PROBLEM REQUIREMENTS: I would like the lines below, from the one with "find | jersey number 2" through the one with "find | cascading water", copied exactly and without any pictures.

..............................

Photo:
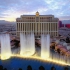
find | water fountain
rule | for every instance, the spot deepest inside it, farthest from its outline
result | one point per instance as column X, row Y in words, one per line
column 5, row 46
column 45, row 46
column 27, row 44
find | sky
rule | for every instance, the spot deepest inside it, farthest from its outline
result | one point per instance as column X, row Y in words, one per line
column 11, row 9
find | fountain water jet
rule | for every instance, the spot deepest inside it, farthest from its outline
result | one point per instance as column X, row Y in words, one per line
column 5, row 46
column 45, row 46
column 27, row 44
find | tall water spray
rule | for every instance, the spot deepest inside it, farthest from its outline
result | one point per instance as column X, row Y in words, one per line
column 5, row 46
column 45, row 46
column 27, row 44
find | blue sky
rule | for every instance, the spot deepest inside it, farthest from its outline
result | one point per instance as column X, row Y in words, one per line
column 11, row 9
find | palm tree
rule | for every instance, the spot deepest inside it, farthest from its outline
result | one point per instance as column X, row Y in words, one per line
column 5, row 69
column 41, row 68
column 53, row 68
column 29, row 67
column 66, row 68
column 20, row 69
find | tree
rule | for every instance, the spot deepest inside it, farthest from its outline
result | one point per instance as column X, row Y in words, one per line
column 5, row 69
column 53, row 68
column 29, row 67
column 41, row 68
column 66, row 68
column 20, row 69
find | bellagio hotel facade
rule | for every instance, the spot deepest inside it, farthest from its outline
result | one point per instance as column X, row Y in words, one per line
column 37, row 24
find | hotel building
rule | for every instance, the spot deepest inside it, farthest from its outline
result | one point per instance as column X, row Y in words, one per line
column 37, row 24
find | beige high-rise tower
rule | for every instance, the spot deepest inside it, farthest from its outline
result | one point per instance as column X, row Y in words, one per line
column 37, row 24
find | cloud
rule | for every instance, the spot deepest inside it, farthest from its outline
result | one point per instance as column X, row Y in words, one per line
column 14, row 8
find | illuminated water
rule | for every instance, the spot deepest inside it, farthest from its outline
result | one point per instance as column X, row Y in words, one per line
column 5, row 46
column 45, row 46
column 27, row 43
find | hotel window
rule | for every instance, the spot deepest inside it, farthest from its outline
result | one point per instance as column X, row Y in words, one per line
column 37, row 19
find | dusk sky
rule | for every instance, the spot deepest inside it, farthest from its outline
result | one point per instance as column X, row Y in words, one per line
column 11, row 9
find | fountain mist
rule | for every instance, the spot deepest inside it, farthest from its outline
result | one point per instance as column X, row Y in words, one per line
column 27, row 44
column 5, row 46
column 45, row 46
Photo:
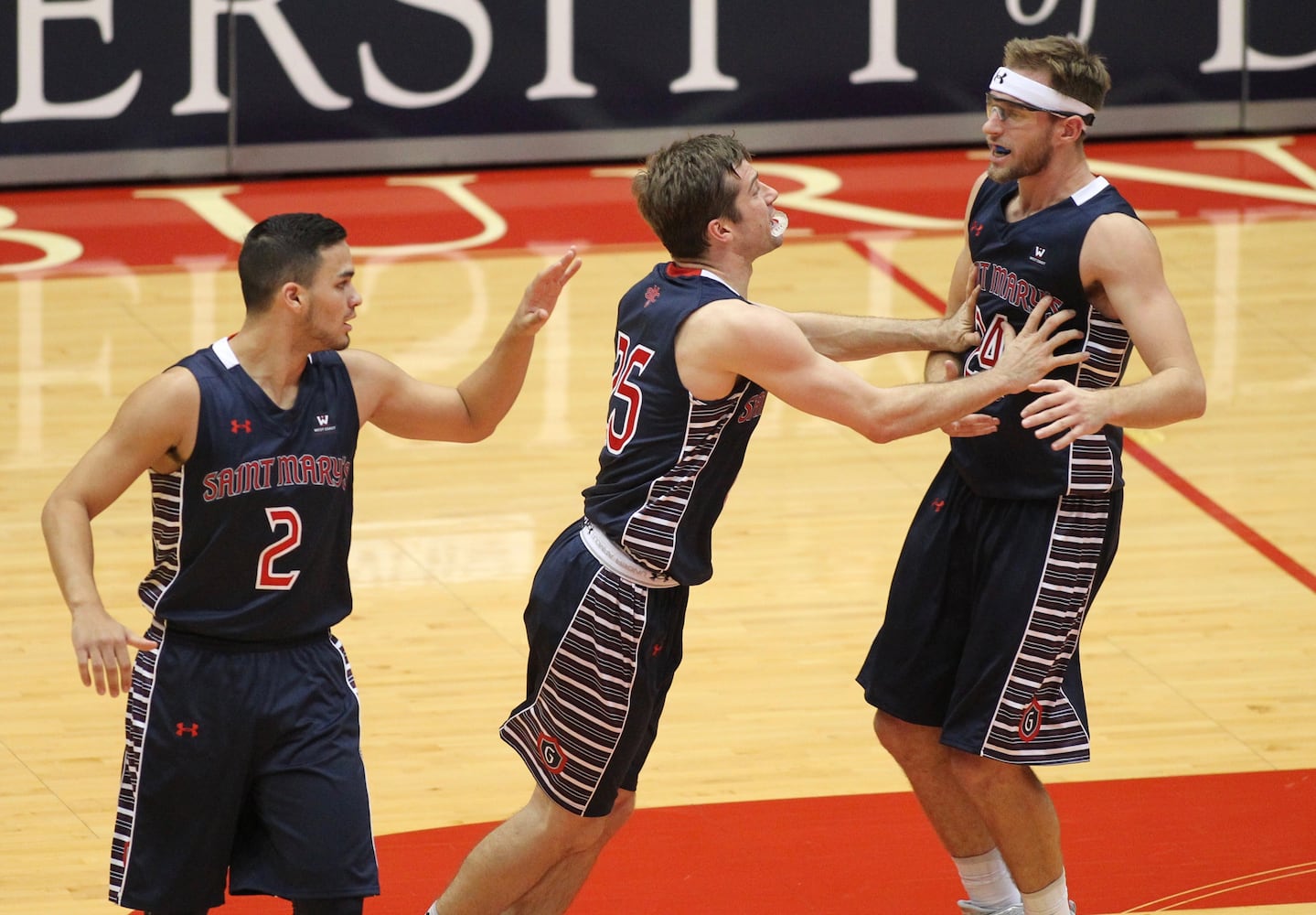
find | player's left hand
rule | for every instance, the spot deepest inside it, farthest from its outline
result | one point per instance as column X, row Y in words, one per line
column 541, row 296
column 1065, row 411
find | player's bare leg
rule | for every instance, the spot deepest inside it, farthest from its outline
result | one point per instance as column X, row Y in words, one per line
column 509, row 863
column 560, row 887
column 926, row 762
column 1019, row 813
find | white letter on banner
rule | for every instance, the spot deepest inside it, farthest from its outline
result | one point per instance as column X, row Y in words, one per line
column 883, row 66
column 30, row 104
column 213, row 206
column 204, row 96
column 560, row 80
column 56, row 251
column 703, row 72
column 1043, row 12
column 476, row 21
column 1229, row 51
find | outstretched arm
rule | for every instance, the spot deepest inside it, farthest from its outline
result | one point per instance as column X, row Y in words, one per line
column 1121, row 263
column 407, row 407
column 728, row 339
column 848, row 338
column 153, row 426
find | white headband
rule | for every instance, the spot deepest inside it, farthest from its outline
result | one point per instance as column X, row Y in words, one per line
column 1039, row 95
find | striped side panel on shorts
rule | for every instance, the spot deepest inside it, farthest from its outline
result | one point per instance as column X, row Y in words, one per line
column 134, row 737
column 650, row 533
column 569, row 735
column 1034, row 722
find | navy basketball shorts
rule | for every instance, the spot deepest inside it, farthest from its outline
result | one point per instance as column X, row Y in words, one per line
column 603, row 654
column 241, row 761
column 983, row 619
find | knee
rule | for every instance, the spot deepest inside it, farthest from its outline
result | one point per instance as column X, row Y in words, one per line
column 979, row 776
column 908, row 744
column 566, row 830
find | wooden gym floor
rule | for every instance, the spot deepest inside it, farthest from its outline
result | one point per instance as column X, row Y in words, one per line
column 766, row 788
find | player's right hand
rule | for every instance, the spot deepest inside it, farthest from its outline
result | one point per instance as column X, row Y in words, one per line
column 1031, row 354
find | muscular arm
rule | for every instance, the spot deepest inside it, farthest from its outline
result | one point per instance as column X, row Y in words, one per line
column 404, row 405
column 731, row 338
column 1121, row 264
column 846, row 338
column 155, row 425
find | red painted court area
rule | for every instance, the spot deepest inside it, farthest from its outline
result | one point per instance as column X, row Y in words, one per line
column 525, row 209
column 1141, row 845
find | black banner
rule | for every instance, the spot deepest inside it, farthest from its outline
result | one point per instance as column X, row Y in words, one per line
column 113, row 89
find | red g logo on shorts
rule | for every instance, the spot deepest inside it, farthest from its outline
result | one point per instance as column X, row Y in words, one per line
column 1031, row 723
column 551, row 753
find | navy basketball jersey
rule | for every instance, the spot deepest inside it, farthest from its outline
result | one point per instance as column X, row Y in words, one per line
column 251, row 534
column 1016, row 264
column 670, row 458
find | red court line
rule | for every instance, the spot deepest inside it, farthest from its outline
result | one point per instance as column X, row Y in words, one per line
column 1303, row 576
column 1135, row 845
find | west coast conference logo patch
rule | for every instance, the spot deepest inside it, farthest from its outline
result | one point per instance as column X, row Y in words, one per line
column 551, row 753
column 1031, row 722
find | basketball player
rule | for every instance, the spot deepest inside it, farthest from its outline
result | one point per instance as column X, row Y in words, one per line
column 695, row 361
column 242, row 740
column 976, row 669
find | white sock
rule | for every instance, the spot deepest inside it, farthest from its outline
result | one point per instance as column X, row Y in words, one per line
column 987, row 879
column 1052, row 899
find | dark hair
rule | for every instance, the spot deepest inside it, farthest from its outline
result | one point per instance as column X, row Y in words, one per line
column 1074, row 70
column 686, row 186
column 284, row 249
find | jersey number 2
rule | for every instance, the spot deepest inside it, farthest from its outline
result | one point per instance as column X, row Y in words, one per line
column 288, row 522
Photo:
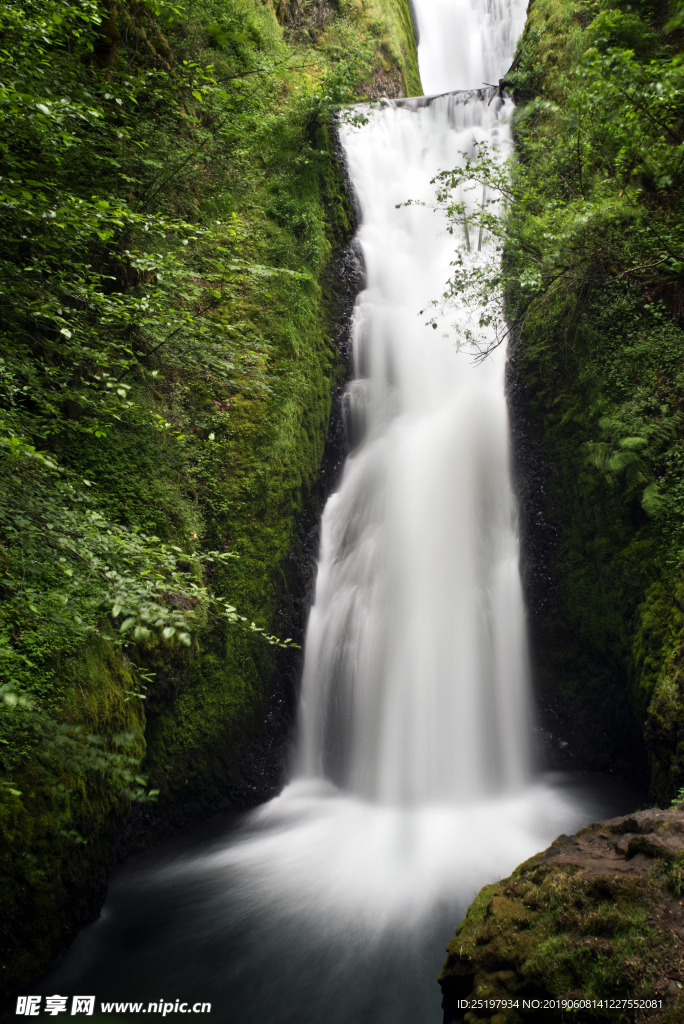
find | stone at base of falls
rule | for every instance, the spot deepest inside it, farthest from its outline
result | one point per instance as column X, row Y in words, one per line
column 598, row 916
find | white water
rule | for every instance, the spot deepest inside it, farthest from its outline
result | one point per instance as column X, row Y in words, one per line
column 414, row 781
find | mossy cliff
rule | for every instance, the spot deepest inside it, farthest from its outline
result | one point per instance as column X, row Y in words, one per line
column 174, row 220
column 595, row 920
column 594, row 281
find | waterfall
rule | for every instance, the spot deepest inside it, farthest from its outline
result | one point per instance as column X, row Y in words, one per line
column 413, row 783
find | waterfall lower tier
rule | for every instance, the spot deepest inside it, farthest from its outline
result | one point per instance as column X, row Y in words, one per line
column 413, row 783
column 415, row 682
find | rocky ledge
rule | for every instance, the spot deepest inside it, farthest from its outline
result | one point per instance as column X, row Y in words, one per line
column 590, row 930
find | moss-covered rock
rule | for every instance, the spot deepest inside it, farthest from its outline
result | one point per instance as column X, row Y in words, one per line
column 594, row 920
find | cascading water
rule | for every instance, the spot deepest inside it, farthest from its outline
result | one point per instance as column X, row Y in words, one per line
column 413, row 783
column 415, row 678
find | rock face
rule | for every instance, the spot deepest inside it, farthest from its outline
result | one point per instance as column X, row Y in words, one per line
column 597, row 921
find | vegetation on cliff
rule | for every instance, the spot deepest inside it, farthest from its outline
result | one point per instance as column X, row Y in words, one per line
column 593, row 288
column 590, row 930
column 170, row 204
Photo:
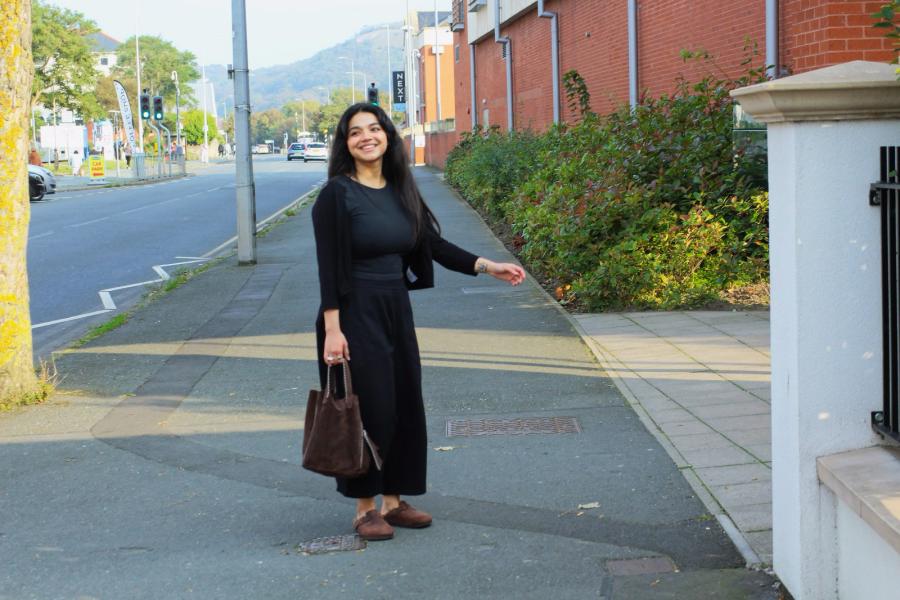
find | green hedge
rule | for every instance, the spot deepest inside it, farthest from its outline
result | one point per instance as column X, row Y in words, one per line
column 646, row 208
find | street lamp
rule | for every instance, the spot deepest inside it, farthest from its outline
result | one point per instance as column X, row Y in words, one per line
column 352, row 77
column 177, row 109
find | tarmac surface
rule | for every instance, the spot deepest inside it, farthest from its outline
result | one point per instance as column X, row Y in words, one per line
column 168, row 464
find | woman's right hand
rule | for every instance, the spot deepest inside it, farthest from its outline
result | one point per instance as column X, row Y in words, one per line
column 336, row 348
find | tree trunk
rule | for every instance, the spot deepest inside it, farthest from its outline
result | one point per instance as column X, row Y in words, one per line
column 17, row 375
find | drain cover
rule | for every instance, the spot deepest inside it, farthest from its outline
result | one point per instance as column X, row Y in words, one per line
column 641, row 566
column 466, row 428
column 336, row 543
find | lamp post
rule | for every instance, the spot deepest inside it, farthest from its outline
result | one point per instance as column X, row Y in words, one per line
column 352, row 78
column 204, row 153
column 177, row 109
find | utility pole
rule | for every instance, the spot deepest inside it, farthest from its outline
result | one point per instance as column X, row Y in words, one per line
column 177, row 109
column 137, row 66
column 437, row 63
column 204, row 153
column 246, row 196
column 390, row 78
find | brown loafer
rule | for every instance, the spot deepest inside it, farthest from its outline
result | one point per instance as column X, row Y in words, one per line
column 407, row 516
column 372, row 527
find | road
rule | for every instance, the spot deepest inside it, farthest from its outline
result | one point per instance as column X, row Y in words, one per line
column 81, row 243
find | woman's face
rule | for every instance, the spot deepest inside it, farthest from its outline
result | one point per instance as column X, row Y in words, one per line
column 366, row 140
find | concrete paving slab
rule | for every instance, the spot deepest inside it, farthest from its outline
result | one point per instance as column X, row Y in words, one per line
column 179, row 475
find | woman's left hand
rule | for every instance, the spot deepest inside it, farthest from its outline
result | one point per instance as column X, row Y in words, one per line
column 510, row 272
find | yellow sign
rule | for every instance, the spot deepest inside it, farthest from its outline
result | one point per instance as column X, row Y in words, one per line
column 96, row 167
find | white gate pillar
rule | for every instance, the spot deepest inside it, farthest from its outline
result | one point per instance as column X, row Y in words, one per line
column 825, row 128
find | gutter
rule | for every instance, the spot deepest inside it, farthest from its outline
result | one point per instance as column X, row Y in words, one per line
column 554, row 54
column 772, row 58
column 472, row 85
column 507, row 55
column 632, row 54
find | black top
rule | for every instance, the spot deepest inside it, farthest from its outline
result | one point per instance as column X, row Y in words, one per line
column 333, row 228
column 380, row 231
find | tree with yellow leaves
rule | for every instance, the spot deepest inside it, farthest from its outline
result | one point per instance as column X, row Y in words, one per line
column 17, row 376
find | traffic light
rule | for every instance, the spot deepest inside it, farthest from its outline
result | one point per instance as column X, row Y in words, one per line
column 145, row 105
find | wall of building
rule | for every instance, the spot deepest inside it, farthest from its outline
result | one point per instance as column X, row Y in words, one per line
column 823, row 33
column 593, row 39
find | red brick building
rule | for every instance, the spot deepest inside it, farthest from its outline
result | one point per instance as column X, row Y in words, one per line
column 625, row 48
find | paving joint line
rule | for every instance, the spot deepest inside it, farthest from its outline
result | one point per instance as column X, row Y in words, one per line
column 699, row 362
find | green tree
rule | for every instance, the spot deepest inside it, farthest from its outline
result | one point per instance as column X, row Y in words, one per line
column 193, row 126
column 17, row 378
column 886, row 18
column 158, row 59
column 64, row 73
column 269, row 125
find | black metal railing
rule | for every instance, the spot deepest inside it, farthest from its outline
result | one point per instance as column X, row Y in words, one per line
column 886, row 194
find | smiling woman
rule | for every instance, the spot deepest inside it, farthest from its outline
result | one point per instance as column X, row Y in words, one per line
column 376, row 239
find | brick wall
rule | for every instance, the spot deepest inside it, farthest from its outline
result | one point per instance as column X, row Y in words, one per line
column 821, row 33
column 438, row 146
column 593, row 39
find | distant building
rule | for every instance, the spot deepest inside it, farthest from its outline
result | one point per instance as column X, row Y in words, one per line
column 104, row 47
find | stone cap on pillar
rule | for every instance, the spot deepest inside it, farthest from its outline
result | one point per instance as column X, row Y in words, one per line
column 849, row 91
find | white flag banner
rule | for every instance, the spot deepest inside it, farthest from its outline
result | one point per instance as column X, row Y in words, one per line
column 127, row 119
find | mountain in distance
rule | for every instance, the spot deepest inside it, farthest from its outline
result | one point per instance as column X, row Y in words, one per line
column 311, row 78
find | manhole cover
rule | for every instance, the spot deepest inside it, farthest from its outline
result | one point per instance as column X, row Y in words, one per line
column 467, row 427
column 641, row 566
column 336, row 543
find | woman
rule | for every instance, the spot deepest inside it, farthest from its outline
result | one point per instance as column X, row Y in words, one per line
column 376, row 239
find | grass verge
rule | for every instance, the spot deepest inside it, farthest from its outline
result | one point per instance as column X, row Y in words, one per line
column 47, row 379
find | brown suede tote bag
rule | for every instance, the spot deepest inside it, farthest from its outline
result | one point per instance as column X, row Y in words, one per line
column 334, row 441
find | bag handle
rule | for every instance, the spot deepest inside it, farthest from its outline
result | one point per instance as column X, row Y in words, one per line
column 348, row 382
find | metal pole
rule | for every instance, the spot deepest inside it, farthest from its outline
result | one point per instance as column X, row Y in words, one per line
column 204, row 155
column 158, row 148
column 390, row 78
column 246, row 197
column 177, row 109
column 772, row 58
column 168, row 145
column 137, row 67
column 437, row 64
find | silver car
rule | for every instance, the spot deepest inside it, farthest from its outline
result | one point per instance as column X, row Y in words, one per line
column 46, row 176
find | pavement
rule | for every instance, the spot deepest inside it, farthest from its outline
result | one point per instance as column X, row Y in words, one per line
column 167, row 466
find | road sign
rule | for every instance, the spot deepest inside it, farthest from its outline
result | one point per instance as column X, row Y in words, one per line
column 399, row 87
column 96, row 167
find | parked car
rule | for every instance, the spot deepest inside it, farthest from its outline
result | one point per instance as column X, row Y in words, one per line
column 41, row 182
column 36, row 188
column 315, row 151
column 295, row 150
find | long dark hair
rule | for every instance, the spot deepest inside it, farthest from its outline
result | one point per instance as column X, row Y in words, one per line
column 394, row 165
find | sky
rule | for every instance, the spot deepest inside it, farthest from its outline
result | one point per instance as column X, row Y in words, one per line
column 278, row 31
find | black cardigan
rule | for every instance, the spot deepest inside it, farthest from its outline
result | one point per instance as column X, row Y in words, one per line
column 331, row 225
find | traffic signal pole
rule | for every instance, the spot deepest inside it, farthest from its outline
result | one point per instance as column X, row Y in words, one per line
column 245, row 190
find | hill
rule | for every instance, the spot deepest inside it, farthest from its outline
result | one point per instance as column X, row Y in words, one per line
column 271, row 87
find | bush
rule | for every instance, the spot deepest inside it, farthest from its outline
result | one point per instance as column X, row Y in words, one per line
column 646, row 208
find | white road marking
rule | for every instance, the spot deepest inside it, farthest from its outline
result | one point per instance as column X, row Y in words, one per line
column 88, row 222
column 67, row 319
column 106, row 295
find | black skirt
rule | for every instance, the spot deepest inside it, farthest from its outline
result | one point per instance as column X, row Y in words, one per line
column 377, row 321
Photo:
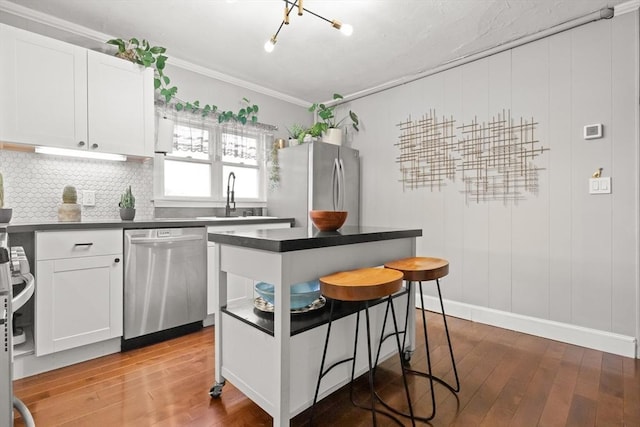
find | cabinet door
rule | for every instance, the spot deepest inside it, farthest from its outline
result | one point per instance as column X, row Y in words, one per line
column 78, row 302
column 44, row 90
column 121, row 110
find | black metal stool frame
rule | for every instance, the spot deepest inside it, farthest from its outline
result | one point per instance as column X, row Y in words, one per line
column 374, row 395
column 428, row 374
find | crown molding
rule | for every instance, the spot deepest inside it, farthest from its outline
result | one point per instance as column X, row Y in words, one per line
column 626, row 7
column 79, row 30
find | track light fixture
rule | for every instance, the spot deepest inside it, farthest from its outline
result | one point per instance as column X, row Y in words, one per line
column 289, row 5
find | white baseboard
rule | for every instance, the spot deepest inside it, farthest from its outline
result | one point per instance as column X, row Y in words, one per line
column 609, row 342
column 28, row 365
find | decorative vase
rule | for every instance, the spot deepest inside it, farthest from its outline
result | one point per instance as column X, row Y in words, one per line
column 333, row 136
column 5, row 215
column 69, row 212
column 127, row 214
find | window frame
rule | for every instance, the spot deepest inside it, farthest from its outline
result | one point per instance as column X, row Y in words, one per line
column 217, row 181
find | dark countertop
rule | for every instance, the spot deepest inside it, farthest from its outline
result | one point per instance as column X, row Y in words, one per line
column 295, row 239
column 149, row 223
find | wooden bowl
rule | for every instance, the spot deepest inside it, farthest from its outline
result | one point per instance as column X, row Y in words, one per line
column 328, row 220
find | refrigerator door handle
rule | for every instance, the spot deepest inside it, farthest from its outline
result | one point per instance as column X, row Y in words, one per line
column 342, row 185
column 335, row 184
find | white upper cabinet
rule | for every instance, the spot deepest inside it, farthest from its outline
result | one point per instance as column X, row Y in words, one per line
column 44, row 90
column 121, row 111
column 61, row 95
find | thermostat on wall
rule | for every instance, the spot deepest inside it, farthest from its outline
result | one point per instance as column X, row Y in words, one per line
column 593, row 131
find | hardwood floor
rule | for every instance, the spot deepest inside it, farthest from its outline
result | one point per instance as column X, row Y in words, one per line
column 508, row 378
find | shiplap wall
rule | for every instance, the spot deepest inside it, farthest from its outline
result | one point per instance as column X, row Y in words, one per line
column 562, row 254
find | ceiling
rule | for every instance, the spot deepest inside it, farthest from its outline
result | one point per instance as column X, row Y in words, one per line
column 392, row 39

..............................

OUTPUT OF THE TASK:
find | jersey number 2
rule | for every instance, the spot deepest inside it, farthest from its outline
result | one point per instance as column X, row Y in words, one per line
column 288, row 522
Photo:
find | stone at base of falls
rule | for every instance, the spot deepest inside it, farthest from its outline
result | one point per instance as column X, row Y in words, one per line
column 598, row 916
find | white water
rule | for every instance, the spot deepest inside it, farthest from its outline
result | one point per instance as column X, row Y in words, one per line
column 414, row 781
find | mossy cliff
rule | for every instance, the spot deepest inside it, farthest from its outline
result | one point per instance as column X, row Y in words, one per line
column 174, row 220
column 595, row 920
column 594, row 281
find | waterfall
rule | for every instance, the spot deepest inside it, farthest from its outline
result | one point per instance as column X, row Y in words, one per line
column 413, row 783
find | waterfall lower tier
rule | for every instance, the spot deepest inside it, farthest from its outline
result | one point per instance as column X, row Y in words, one per line
column 413, row 783
column 415, row 682
find | rocky ledge
rule | for every instance, the spot deepest inside it, farthest from its outline
result | one point per instance as column X, row Y in words, one per line
column 590, row 930
find | moss-covered rock
rule | for every instance, the spot deepest inside it, farthest from its outline
result | one point per instance as column X, row Y in words, one per line
column 594, row 920
find | cascading water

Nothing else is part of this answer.